• [Data provided]:
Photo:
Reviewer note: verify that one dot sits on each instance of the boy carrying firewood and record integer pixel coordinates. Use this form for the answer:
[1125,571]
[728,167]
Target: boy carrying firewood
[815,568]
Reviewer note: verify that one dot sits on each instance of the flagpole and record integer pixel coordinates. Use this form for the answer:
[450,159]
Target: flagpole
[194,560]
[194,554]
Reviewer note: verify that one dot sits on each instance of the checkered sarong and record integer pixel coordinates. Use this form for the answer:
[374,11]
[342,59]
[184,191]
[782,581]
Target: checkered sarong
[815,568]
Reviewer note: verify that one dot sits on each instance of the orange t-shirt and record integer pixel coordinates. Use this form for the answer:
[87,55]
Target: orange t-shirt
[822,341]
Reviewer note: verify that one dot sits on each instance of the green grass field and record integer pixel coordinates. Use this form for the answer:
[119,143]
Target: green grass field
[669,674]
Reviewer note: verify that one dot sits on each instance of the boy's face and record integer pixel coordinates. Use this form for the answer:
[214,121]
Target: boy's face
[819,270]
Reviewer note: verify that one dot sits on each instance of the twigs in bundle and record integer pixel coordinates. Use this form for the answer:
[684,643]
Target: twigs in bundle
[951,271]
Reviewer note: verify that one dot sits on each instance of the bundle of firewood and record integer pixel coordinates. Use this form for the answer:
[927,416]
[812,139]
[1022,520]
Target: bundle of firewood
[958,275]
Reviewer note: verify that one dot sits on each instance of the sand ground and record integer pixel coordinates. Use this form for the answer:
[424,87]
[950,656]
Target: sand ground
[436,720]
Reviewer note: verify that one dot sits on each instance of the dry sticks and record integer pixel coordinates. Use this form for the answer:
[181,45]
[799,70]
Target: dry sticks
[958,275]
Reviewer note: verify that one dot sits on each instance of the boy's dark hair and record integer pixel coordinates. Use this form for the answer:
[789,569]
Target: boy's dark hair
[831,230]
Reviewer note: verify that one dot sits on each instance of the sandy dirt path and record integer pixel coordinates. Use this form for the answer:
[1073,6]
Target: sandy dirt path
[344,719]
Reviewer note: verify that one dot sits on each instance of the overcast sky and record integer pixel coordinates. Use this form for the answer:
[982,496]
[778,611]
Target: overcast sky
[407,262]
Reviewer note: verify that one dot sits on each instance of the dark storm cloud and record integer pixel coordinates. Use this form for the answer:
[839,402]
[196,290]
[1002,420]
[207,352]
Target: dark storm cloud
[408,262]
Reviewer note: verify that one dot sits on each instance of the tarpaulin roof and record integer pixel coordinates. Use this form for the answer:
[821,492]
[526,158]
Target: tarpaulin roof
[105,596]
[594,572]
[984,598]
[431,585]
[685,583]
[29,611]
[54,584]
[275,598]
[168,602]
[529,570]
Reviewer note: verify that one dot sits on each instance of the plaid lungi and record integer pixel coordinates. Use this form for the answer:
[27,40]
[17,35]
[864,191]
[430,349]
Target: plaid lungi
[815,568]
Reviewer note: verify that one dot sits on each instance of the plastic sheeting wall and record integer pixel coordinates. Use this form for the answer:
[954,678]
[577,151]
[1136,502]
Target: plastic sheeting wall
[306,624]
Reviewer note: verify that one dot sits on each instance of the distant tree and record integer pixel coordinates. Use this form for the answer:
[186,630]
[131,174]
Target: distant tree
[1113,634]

• [Directions for this task]: Write out the lines above from the one containing "of the dark" through the last, exactly as they are.

• [Output of the exercise]:
Reviewer note: verify that one dot sits on each instance of the dark storm cloud and record integer pixel coordinates. Use this form for the answer:
[839,402]
[196,290]
[1002,420]
[207,352]
Target: dark storm cloud
[408,262]
Reviewer note: verify that one dot sits on each instance of the tarpaulin roof and record integer pixel coordinates. Use this form for the answer:
[821,492]
[526,158]
Target: tarpaulin roof
[105,596]
[594,572]
[984,598]
[431,585]
[685,583]
[29,611]
[54,584]
[275,598]
[168,602]
[529,570]
Reviewer note: verify that one dot sits on each instance of the plaid lungi and record integer pixel coordinates. Use this form for the answer:
[27,40]
[17,35]
[864,191]
[430,349]
Target: plaid lungi
[815,568]
Reviewer note: verify that one dot sits on each instance of the plastic sheeting wall and record integer pixel coordinates. Use this form for the answer:
[954,678]
[577,151]
[1136,502]
Target: plastic sheeting wall
[306,624]
Reviewer note: verify that one dot sits on each instance of the distant tree and record integer pixel coordinates. Use this form for the answer:
[186,630]
[131,174]
Target: distant tree
[1113,634]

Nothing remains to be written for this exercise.